**PROMPT:**
Lines to restate from the data below: from the one containing "[tag] metal ducting" to the one containing "[tag] man's hand (a point for each instance)", both included. Give them again exactly, and only them.

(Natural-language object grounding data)
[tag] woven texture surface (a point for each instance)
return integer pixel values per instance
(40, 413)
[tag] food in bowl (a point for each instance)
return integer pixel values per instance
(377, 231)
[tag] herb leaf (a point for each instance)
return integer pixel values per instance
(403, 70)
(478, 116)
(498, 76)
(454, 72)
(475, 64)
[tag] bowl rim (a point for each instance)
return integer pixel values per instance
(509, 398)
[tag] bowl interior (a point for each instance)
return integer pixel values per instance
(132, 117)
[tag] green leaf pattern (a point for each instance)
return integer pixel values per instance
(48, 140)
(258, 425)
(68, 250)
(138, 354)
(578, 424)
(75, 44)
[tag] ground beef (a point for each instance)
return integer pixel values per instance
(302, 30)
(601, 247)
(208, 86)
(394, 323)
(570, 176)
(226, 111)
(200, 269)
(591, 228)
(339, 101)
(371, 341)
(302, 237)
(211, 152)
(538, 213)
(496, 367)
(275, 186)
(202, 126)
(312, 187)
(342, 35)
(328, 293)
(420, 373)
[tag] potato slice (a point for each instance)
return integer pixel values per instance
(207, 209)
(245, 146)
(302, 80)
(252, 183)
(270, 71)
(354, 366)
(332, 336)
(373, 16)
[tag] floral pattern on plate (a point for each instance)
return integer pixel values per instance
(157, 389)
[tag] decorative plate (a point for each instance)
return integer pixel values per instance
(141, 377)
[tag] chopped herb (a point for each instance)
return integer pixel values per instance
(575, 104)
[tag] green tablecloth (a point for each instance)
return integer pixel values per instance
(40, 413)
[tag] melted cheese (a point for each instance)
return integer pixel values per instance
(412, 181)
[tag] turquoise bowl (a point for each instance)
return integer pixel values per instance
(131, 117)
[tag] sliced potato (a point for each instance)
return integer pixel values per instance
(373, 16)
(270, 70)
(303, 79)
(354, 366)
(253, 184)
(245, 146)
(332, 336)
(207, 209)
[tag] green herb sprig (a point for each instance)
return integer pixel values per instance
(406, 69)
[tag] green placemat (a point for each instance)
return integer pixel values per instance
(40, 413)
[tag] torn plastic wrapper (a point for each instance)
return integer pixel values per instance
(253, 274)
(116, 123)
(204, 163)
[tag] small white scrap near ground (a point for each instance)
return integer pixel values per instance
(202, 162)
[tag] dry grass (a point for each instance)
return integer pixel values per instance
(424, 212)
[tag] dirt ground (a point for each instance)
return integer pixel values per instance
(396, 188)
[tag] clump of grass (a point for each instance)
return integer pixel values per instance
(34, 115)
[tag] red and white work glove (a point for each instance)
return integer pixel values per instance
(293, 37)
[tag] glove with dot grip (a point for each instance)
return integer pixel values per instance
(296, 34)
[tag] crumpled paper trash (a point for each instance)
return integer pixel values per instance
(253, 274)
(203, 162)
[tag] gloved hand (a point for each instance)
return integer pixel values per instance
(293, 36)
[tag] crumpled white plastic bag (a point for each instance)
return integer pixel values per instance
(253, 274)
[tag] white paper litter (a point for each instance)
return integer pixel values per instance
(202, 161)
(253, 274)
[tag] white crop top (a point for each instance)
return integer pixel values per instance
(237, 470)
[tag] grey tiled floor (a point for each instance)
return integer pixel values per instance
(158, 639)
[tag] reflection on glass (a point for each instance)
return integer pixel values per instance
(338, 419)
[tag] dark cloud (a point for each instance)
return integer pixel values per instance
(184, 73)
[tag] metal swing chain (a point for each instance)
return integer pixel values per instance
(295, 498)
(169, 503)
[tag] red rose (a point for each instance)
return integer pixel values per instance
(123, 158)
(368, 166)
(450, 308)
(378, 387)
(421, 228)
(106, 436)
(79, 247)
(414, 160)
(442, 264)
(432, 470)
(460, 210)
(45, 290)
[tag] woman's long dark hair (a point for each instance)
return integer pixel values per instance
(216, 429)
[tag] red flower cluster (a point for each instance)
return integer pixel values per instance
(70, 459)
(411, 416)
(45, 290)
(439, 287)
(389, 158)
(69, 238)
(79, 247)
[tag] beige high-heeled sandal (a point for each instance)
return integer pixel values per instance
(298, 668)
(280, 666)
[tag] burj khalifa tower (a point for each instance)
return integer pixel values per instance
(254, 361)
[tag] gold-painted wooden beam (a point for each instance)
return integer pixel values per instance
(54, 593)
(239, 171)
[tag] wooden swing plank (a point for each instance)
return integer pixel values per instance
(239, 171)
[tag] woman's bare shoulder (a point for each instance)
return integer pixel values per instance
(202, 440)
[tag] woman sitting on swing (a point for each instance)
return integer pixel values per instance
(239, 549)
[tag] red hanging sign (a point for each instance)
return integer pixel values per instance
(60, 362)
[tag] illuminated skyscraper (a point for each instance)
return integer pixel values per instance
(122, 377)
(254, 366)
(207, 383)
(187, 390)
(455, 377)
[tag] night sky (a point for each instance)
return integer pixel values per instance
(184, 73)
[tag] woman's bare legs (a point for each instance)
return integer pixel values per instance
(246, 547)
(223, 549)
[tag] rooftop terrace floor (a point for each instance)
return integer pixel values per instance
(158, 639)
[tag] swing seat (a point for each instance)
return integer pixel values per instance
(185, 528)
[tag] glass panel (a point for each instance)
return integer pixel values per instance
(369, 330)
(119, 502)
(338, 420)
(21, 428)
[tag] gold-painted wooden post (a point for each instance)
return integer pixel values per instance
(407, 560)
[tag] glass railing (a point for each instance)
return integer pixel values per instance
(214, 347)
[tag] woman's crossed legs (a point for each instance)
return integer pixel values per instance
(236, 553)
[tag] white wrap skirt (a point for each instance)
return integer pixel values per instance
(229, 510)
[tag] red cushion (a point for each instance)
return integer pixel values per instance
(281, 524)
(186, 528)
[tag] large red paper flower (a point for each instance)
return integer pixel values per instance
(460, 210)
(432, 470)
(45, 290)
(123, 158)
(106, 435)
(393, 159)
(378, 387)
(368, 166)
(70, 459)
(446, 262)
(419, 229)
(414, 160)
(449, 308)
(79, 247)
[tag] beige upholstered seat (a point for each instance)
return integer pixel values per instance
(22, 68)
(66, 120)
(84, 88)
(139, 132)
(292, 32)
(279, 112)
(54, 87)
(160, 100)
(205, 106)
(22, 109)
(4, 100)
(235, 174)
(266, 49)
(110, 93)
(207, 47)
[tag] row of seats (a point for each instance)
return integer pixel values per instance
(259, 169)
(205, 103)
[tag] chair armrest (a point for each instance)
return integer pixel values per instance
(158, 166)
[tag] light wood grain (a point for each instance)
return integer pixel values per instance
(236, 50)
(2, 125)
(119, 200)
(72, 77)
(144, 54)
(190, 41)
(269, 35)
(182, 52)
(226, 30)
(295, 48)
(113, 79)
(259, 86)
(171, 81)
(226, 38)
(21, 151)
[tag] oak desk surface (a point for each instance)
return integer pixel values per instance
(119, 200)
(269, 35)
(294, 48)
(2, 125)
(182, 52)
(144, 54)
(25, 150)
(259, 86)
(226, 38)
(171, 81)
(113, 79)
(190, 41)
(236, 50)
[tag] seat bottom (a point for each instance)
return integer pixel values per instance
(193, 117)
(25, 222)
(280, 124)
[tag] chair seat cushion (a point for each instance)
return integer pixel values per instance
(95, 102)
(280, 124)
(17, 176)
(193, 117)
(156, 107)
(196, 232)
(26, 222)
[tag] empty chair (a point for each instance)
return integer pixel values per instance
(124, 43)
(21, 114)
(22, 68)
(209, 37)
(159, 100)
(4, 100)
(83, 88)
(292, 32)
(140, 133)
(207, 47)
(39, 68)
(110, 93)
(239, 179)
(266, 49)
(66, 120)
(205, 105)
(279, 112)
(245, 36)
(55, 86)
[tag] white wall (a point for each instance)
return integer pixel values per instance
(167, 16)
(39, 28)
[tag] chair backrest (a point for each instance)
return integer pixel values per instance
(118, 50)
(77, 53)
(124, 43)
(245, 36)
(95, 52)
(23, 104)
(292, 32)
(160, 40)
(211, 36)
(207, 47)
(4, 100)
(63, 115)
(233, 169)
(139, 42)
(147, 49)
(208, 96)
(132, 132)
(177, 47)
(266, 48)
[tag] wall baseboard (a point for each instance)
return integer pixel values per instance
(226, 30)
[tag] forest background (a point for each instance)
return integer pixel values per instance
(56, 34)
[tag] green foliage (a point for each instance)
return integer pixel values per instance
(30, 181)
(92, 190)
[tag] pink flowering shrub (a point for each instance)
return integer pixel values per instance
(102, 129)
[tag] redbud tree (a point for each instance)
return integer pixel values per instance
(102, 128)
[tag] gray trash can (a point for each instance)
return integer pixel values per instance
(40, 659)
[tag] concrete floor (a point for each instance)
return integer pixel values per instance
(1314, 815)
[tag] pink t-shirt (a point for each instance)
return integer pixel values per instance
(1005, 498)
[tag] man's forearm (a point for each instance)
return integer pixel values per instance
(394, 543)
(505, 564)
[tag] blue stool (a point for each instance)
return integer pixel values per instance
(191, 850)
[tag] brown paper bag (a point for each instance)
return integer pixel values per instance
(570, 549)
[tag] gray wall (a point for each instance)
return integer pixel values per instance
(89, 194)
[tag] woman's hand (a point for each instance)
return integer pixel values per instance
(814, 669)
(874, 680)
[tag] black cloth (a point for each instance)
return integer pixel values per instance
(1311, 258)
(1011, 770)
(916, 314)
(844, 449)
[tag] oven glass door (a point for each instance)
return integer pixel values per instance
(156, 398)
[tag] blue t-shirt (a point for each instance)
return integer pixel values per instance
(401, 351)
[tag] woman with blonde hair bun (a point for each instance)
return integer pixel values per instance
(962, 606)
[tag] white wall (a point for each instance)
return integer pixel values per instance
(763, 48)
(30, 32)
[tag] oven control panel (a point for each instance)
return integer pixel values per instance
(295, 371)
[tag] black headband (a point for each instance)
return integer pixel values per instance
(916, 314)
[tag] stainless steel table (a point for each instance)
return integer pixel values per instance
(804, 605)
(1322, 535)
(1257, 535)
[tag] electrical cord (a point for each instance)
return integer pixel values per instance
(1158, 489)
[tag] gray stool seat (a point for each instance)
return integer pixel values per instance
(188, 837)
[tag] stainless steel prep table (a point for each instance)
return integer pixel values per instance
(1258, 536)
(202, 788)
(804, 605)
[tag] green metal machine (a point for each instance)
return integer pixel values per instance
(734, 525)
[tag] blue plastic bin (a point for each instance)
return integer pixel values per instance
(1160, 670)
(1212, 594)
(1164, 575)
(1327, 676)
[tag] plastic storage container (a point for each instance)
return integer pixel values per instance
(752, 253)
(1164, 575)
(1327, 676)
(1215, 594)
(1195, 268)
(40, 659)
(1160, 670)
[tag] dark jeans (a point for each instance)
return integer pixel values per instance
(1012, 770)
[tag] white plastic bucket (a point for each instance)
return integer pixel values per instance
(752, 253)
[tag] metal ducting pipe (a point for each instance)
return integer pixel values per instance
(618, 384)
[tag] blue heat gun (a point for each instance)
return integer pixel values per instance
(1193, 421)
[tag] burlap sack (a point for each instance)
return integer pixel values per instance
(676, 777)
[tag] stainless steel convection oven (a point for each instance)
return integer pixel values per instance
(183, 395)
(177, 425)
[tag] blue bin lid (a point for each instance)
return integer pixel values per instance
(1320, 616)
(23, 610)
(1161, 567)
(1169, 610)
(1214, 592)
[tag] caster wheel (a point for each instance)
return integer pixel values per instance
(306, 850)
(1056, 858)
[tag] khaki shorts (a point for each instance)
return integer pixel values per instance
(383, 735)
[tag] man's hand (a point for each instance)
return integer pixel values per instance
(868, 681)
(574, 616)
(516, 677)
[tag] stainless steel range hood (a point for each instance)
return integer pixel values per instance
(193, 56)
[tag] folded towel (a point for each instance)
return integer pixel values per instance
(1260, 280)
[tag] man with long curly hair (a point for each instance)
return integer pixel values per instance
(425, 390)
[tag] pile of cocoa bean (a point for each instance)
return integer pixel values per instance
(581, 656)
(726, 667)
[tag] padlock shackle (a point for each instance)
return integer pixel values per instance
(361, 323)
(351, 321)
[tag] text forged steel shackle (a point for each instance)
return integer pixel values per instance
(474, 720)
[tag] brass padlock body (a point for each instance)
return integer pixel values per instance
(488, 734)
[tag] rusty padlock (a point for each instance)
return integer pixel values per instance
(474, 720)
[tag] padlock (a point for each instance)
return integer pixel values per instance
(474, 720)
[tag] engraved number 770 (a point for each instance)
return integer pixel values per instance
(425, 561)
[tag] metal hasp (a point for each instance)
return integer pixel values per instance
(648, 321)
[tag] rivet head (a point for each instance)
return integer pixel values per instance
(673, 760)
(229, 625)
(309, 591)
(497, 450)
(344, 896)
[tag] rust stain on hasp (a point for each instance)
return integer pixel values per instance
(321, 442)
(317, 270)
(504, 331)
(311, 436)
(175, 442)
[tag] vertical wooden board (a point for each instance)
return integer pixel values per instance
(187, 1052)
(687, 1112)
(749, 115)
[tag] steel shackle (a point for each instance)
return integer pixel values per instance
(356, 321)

**RESPONSE BOX:**
[tag] metal ducting pipe (a point for each instance)
return integer pixel values per instance
(618, 384)
[tag] blue heat gun (a point for each instance)
return integer pixel values per instance
(1193, 421)
[tag] burlap sack (a point for each instance)
return integer pixel values per instance
(676, 777)
[tag] stainless steel convection oven (a point for each instance)
return integer pixel values per instance
(183, 395)
(177, 425)
[tag] blue bin lid (a point for each instance)
return integer pixel values per instance
(1320, 616)
(23, 610)
(1161, 567)
(1169, 610)
(1214, 592)
[tag] caster wheel (a point for each instance)
return integer pixel values per instance
(306, 850)
(1056, 858)
[tag] khaki shorts (a point for each instance)
return integer pixel values per instance
(383, 735)
[tag] man's hand (a point for each instance)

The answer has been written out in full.